▶ [Written task]: Rewrite the lines below, replacing each occurrence of "bounding box" with "enclosing rectangle" and leaving everything else unchanged.
** begin Provided information **
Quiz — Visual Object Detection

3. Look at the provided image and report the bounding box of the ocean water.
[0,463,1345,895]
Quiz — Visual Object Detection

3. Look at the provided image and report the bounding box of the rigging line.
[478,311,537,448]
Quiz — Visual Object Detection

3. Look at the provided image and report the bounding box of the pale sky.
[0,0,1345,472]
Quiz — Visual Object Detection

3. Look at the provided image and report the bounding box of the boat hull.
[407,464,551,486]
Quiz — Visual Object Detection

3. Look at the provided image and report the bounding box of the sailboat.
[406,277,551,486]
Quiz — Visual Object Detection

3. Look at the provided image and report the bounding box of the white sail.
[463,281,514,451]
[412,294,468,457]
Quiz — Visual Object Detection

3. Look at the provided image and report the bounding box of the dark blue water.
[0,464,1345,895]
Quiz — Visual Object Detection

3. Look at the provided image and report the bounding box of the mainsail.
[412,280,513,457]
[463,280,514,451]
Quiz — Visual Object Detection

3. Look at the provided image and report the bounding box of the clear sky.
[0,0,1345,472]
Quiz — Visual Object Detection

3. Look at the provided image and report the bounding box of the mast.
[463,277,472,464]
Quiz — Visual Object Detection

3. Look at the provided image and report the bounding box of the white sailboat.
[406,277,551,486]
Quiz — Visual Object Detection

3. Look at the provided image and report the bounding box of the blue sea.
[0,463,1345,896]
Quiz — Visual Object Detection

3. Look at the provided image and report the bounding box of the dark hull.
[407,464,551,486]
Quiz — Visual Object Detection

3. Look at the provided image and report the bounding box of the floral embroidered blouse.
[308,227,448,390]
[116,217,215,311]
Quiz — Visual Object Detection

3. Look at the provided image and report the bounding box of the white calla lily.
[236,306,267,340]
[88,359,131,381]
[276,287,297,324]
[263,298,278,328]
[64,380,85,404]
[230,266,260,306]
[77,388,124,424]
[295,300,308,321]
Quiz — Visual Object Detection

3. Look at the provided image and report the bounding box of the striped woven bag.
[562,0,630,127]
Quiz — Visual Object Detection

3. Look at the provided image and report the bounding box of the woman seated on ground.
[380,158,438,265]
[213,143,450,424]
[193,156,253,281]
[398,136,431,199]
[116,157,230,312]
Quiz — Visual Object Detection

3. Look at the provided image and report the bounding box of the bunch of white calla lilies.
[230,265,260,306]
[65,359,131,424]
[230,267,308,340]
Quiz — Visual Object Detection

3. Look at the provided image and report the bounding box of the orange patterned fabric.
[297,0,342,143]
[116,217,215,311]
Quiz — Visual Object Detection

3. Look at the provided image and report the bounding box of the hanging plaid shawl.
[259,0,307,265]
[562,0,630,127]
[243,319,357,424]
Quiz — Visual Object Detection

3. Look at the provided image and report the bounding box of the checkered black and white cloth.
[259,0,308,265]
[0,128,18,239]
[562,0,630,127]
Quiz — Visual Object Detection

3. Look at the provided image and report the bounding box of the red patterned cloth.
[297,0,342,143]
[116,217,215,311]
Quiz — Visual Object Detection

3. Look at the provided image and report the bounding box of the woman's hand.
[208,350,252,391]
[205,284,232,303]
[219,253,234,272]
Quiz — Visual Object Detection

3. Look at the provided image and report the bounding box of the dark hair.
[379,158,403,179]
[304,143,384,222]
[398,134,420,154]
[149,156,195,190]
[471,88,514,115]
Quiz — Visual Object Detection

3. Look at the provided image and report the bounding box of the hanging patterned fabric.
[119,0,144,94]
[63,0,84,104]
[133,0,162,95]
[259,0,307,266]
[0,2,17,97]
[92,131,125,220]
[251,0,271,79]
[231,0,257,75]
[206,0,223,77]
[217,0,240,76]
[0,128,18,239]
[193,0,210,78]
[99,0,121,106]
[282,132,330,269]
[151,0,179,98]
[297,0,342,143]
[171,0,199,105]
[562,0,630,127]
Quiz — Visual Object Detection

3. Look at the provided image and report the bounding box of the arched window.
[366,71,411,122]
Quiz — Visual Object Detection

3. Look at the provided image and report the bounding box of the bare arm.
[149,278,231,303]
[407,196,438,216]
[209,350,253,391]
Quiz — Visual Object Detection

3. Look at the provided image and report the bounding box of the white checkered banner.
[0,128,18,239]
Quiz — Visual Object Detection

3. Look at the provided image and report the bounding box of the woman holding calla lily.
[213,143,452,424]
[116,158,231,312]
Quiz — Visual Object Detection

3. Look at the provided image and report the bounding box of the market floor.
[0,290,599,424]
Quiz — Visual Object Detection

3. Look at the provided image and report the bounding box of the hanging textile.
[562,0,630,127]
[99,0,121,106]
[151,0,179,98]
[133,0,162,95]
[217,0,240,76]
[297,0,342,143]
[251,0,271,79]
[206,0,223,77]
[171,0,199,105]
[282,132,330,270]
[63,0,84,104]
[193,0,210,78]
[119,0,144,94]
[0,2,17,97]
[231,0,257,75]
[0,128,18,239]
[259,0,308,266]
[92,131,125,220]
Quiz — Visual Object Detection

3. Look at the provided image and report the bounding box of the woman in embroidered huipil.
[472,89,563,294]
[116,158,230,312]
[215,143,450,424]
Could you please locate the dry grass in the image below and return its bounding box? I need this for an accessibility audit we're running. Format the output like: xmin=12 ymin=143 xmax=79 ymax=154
** end Provided information **
▶ [Written solution]:
Quiz — Visual Object Detection

3. Look at the provided image and report the enclosing rectangle of the ocean water.
[0,463,1345,895]
Quiz — Visual Object Detection

3. Look at the provided image and report the enclosing rectangle of the rigging line.
[478,311,537,448]
Quiz — Visual Object Detection

3. Look at the provided image and report the enclosing rectangle of the pale sky.
[0,0,1345,472]
Quiz — Visual Object Detection

3. Look at the provided image and report the enclosing rectangle of the boat hull.
[407,464,551,486]
Quiz — Visual Object Detection

3. Look at the provided image and report the enclosing rectangle of the sailboat.
[406,277,551,486]
Quiz — Visual Object Detection

3. Look at the provided image and report the enclosing rectangle of the white sail.
[463,281,514,451]
[412,294,468,457]
Quiz — Visual Object Detection

3. Look at the provided image and report the enclosing rectangle of the dark blue water.
[0,464,1345,895]
Quiz — Visual Object Detection

3. Look at the provided image and report the enclosing rectangle of the mainsail.
[412,280,513,457]
[463,280,514,451]
Quiz — Visual Object Detection

3. Look at the provided image and report the enclosing rectangle of the clear sky.
[0,0,1345,472]
Quiz — Visual Object Detection

3. Look at the provided image and report the enclosing rectangle of the mast.
[463,277,472,464]
Quiz — Visual Object Detection

3. Look at the provided image and report the enclosing rectangle of the white sailboat.
[406,277,551,486]
Quiz — Visual Object Detection

3. Look at the provided image and report the enclosing rectangle of the blue sea.
[0,463,1345,896]
Quiz — Visual Object Detection

3. Look at the provided image and report the enclosing rectangle of the dark hull.
[407,464,551,486]
Quiz — Visual Object Detection

3. Look at the provided image and report the enclosing rectangle of the floral embroidered blouse.
[308,227,448,390]
[116,217,215,311]
Quiz — Visual Object Detection

3. Look at the provided image and report the enclosing rectangle of the white calla lily.
[236,306,267,340]
[88,359,131,381]
[276,287,297,324]
[263,298,278,328]
[64,380,85,404]
[230,266,260,306]
[77,388,124,424]
[295,300,308,321]
Quiz — Visual Object Detection

3. Look at the provided image and report the enclosing rectangle of the striped woven bag.
[562,0,630,127]
Quiz — Visual Object Detection

3. Look at the provided image and report the enclosing rectangle of the woman seated on ground.
[380,158,438,265]
[213,143,450,424]
[193,156,253,281]
[398,136,431,199]
[116,157,230,312]
Quiz — Visual Object Detection

3. Look at the provided image and report the enclosing rectangle of the bunch of white calla lilies.
[230,265,260,306]
[65,359,131,424]
[230,267,308,340]
Quiz — Visual Object Detection

3. Look at the provided image and report the enclosing rectangle of the orange patterned fabric.
[297,0,342,143]
[116,217,215,311]
Quiz — Visual Object Detection

3. Look at the provided image and report the enclosing rectangle of the hanging plaid shawl.
[259,0,307,265]
[562,0,630,127]
[243,319,357,424]
Quiz — Visual Object Detection

3. Look at the provided image and report the enclosing rectangle of the checkered black and white cloth.
[259,0,308,265]
[0,128,18,239]
[562,0,630,127]
Quiz — Visual Object Detection

3. Look at the provided image and report the enclosing rectangle of the red patterned cloth.
[297,0,342,143]
[116,217,215,311]
Quiz — Visual Object Detection

3. Look at the provided image and report the enclosing rectangle of the woman's hand.
[208,350,252,391]
[205,284,232,303]
[219,253,234,272]
Quiz — Visual Object Detection

3. Look at the provided image and report the enclosing rectangle of the dark hair.
[379,158,403,179]
[304,143,384,222]
[398,134,420,154]
[149,156,195,190]
[471,88,514,115]
Quiz — Visual Object Detection

3. Look at the provided image and report the enclosing rectangle of the hanging patterned fabric.
[119,0,144,94]
[63,0,84,104]
[133,0,162,95]
[259,0,307,266]
[0,2,17,97]
[92,131,125,220]
[251,0,271,79]
[231,0,257,75]
[206,0,223,77]
[217,0,240,76]
[0,128,18,239]
[193,0,210,78]
[99,0,121,106]
[282,132,330,269]
[151,0,179,98]
[297,0,342,143]
[171,0,199,105]
[562,0,630,127]
Quiz — Visual Object Detection

3. Look at the provided image and report the enclosing rectangle of the arched window.
[366,71,411,122]
Quiz — Visual Object Detection

3. Look at the provided image and report the enclosing rectangle of the bare arm.
[149,278,231,303]
[407,196,438,216]
[209,350,253,391]
Quiz — Visual Object Detection

3. Look at the provided image and report the enclosing rectangle of the white checkered banner.
[0,128,18,239]
Quiz — Visual Object Detection

3. Look at the provided image and report the enclosing rectangle of the woman holding calla lily.
[213,143,452,424]
[116,158,231,312]
Quiz — Visual Object Detection

3. Look at the provided image and report the enclosing rectangle of the market floor.
[0,290,599,424]
Quiz — Visual Object Detection

3. Look at the provided image and report the enclosing rectangle of the hanging textile.
[562,0,630,127]
[99,0,121,106]
[151,0,179,98]
[133,0,162,95]
[217,0,240,76]
[297,0,342,143]
[251,0,271,79]
[206,0,223,77]
[171,0,199,105]
[282,132,330,270]
[63,0,84,104]
[193,0,210,78]
[119,0,144,94]
[0,2,17,97]
[231,0,257,75]
[0,128,18,239]
[259,0,308,266]
[92,131,125,220]
Quiz — Visual Object Detection

3. Look at the provided image and report the enclosing rectangle of the woman in embroidered huipil.
[472,89,563,294]
[116,158,230,312]
[215,143,450,424]
Could you please locate the dry grass in the image below and return its enclosing rectangle? I need this for an accessibility audit we're running. Format the output like: xmin=12 ymin=143 xmax=79 ymax=154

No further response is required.